>>
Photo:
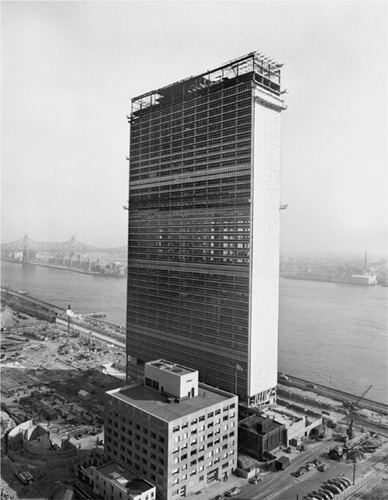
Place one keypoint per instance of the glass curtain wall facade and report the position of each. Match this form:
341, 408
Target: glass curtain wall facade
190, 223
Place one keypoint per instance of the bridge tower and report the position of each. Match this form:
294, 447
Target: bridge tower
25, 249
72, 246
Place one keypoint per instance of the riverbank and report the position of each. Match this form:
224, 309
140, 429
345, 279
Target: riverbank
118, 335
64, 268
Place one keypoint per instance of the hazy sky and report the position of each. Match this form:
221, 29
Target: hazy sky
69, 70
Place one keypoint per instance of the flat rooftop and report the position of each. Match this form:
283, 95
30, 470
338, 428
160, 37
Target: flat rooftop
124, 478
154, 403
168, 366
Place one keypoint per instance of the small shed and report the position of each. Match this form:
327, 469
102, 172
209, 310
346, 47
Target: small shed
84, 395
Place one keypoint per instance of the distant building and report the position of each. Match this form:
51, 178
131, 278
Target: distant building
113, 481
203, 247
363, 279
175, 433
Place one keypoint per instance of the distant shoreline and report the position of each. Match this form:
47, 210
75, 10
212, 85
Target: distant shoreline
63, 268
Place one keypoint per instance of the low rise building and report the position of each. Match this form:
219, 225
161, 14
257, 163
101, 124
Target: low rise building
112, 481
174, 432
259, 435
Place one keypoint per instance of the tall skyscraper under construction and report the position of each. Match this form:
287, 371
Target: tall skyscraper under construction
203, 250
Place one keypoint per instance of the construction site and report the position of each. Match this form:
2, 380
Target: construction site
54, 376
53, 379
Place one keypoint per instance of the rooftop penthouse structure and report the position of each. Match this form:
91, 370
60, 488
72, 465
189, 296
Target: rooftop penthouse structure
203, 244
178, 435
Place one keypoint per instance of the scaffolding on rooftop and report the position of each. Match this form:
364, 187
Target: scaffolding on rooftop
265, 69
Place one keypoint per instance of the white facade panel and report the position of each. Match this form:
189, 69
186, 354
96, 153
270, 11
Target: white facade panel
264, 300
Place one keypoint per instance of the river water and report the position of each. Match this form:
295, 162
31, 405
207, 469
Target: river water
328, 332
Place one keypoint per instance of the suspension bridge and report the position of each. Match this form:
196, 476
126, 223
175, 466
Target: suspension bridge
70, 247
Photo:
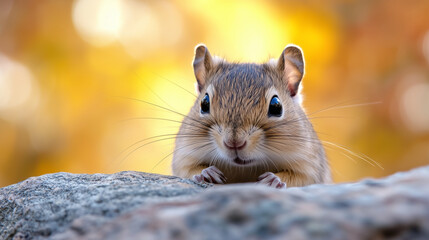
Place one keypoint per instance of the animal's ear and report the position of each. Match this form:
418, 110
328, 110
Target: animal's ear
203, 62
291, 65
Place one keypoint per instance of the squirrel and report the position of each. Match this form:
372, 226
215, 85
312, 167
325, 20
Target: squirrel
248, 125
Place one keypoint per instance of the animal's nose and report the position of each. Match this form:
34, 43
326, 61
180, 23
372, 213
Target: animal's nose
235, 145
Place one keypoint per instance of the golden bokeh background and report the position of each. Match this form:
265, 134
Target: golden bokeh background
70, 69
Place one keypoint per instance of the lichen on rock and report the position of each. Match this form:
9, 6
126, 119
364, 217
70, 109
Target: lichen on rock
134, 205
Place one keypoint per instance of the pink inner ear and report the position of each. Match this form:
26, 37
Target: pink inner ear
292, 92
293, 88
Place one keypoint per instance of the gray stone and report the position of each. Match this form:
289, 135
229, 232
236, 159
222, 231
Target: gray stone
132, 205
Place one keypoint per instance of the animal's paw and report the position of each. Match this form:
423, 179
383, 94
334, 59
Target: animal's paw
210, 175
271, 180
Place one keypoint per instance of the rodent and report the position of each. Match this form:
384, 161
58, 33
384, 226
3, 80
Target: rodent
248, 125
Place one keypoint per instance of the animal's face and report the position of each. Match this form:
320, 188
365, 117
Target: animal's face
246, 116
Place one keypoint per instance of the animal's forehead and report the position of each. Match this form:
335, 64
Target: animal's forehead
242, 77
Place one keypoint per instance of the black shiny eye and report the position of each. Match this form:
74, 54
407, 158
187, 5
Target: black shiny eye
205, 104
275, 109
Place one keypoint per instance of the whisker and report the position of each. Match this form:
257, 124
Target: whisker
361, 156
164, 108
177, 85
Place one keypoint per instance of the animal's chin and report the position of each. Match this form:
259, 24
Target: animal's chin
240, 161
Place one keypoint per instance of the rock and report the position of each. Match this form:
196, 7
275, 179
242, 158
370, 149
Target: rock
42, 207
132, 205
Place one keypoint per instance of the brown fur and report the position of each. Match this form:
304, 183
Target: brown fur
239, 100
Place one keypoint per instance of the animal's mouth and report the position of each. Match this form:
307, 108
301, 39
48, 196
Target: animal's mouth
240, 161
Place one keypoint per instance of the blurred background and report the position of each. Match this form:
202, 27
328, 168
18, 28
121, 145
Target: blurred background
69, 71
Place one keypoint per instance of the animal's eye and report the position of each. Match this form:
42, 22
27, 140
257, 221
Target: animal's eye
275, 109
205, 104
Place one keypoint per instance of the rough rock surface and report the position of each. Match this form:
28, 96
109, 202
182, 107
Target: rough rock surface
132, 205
<<
Print out each record exactly as shown, but keep the pictures out.

Photo:
Place one keypoint per instance of the glass curtain wall facade and report the position of each. Match this form:
341, 408
Target: glass curtain wall facade
190, 223
Place one keypoint per instance of the bridge tower and report the position of each. Match this form:
294, 447
Target: bridge tower
25, 249
72, 246
Place one keypoint per instance of the riverbank and report the position of each. Match this form:
224, 309
140, 429
345, 279
Target: riverbank
118, 335
64, 268
Place one keypoint per instance of the hazy sky and report the position of each. Match this form:
221, 29
Target: hazy sky
69, 70
Place one keypoint per instance of the flat rooftop and report the position of each. Match this form:
283, 95
30, 470
338, 428
160, 37
Target: flat rooftop
124, 478
154, 403
168, 366
Place one keypoint per instance of the small shed and report the position of each. Match this form:
327, 469
102, 172
209, 310
346, 47
Target: small shed
84, 395
Place one keypoint per instance of the distant building and report the position of each. Match this form:
51, 178
131, 278
Target: distant building
113, 481
203, 247
363, 279
175, 433
Place one keypoint per instance of the distant shoreline and report the position of each. Match this form:
47, 210
75, 10
212, 85
Target: distant shoreline
63, 268
Place one keypoint per instance of the low rise building and report the position of each. Match this form:
219, 225
161, 14
257, 163
101, 124
Target: low rise building
112, 481
174, 432
259, 435
Place one keypoint per instance of the tall skyscraper under construction and report the position of each. Match this form:
287, 371
Target: tall skyscraper under construction
203, 250
Place one keypoint per instance of the construction site and report the position of each. Match this form:
2, 380
Target: construction site
54, 376
53, 379
Place one keypoint per instance of the rooftop penthouse structure and report the position of each. Match this form:
91, 370
60, 488
72, 465
189, 296
Target: rooftop penthouse structure
203, 244
178, 435
Place one keypoint per instance of the scaffolding on rooftop and report the position of each. Match this form:
364, 187
Target: scaffolding on rooftop
265, 69
Place one keypoint per instance of the white facade panel and report the position of each. Match this form:
189, 69
186, 354
96, 153
270, 11
Target: white facade panel
264, 300
Place one keypoint per instance of the river water and report the position of each. Match this form:
295, 162
31, 405
207, 469
Target: river water
328, 332
Place one keypoint per instance of the suspension bridge and report the position of each. Match this form:
196, 476
126, 223
175, 466
Target: suspension bridge
70, 247
Photo:
Place one keypoint per instance of the animal's ear and report the position of each. Match this form:
418, 110
328, 110
Target: animal's ear
203, 62
291, 65
Place one keypoint per instance of the squirrel and report the position of each. Match this form:
372, 226
215, 85
312, 167
325, 20
Target: squirrel
248, 125
Place one keypoint per instance of the animal's nose and report the position of each. Match this form:
34, 43
326, 61
180, 23
372, 213
Target: animal's nose
235, 145
Place one keypoint per instance of the golden bokeh background and report the position of each. Match this form:
265, 134
Target: golden bokeh background
70, 69
Place one keypoint per instance of the lichen on rock and report the position of each. Match this form:
9, 6
126, 119
364, 217
70, 109
Target: lichen on rock
134, 205
Place one keypoint per instance of the pink inner ear and report the position of each. Match this form:
26, 37
Target: pink inner ear
292, 92
293, 88
Place one keypoint per instance of the gray stone and report the position of each. Match this form:
289, 135
229, 232
236, 159
222, 231
Target: gray stone
132, 205
Place one keypoint per instance of the animal's paw and report the position of each. Match this form:
423, 179
383, 94
334, 59
Target: animal's paw
210, 175
271, 180
Place one keypoint per instance of the rodent and report the position of each. Match this form:
384, 161
58, 33
384, 226
3, 80
Target: rodent
248, 125
Place one keypoint per instance of the animal's face and report the position of each. Match this form:
320, 188
365, 117
Target: animal's face
246, 116
Place one keypoint per instance of the animal's forehead and report the position of each. Match this form:
335, 64
Target: animal's forehead
242, 77
Place one keypoint per instance of the black shiny eye and report the position of each. Match this form:
74, 54
407, 158
187, 5
Target: black shiny eye
205, 104
275, 109
Place one keypoint per instance of the whisker and report the position of each. Match this form:
257, 124
Target: whisker
361, 156
164, 108
177, 85
Place one keypoint per instance of the animal's chin and report the position of each. Match this form:
259, 24
Target: animal's chin
240, 161
Place one keypoint per instance of the rock and report the position of each. Match this form:
196, 7
275, 179
242, 158
370, 149
Target: rock
42, 207
132, 205
Place one keypoint per instance of the brown fur and report the position of each. Match this form:
304, 183
Target: brown fur
239, 100
Place one keypoint per instance of the animal's mouth and report the position of each. Match this form:
307, 108
301, 39
48, 196
Target: animal's mouth
240, 161
Place one keypoint per instance of the blurred background and report the position of each. Match this form:
202, 27
328, 168
18, 28
121, 145
Target: blurred background
69, 71
Place one keypoint per instance of the animal's eye and report the position of each. Match this form:
42, 22
27, 140
257, 221
Target: animal's eye
275, 109
205, 104
Place one keypoint per instance of the rough rock surface and report the position of each. Match this form:
28, 96
109, 202
182, 107
Target: rough rock surface
132, 205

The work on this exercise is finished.